◆ TASK TO CARRY OUT
Every entry must be transcribed exactly as written.

(Referring expression data)
^^^^^^^^^^^^^^^^

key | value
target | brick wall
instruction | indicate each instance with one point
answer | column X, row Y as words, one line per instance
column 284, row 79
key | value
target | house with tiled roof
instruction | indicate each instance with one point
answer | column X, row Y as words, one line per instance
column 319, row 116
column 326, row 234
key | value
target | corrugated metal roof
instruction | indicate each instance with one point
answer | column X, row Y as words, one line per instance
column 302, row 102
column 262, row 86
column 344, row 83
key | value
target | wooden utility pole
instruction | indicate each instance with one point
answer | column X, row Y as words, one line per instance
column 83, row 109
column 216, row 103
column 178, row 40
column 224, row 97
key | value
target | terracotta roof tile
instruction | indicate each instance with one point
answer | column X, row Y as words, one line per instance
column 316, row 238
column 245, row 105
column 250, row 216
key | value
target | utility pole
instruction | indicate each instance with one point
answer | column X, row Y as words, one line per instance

^^^^^^^^^^^^^^^^

◆ RESULT OF THE EXERCISE
key | value
target | brick wall
instruction | indicate each instance with one point
answer | column X, row Y as words, one line per instance
column 284, row 79
key | value
target | house with tiled roof
instruction | indicate each instance with one point
answer | column X, row Y as words, one line per instance
column 319, row 116
column 326, row 234
key | value
target | corrugated metal roof
instruction | indicate each instance with one point
answer | column X, row Y as words, one line per instance
column 302, row 102
column 262, row 86
column 344, row 83
key | value
target | wooden utility pole
instruction | indicate each instance with one point
answer | column X, row Y as words, one line per instance
column 83, row 109
column 216, row 103
column 178, row 40
column 224, row 97
key | value
target | terracotta roof tile
instruction | indicate each instance with one point
answer | column X, row Y as words, one line per instance
column 316, row 238
column 245, row 105
column 250, row 216
key | value
target | utility pole
instruction | indicate each instance with one point
answer | column X, row Y as words, one line per instance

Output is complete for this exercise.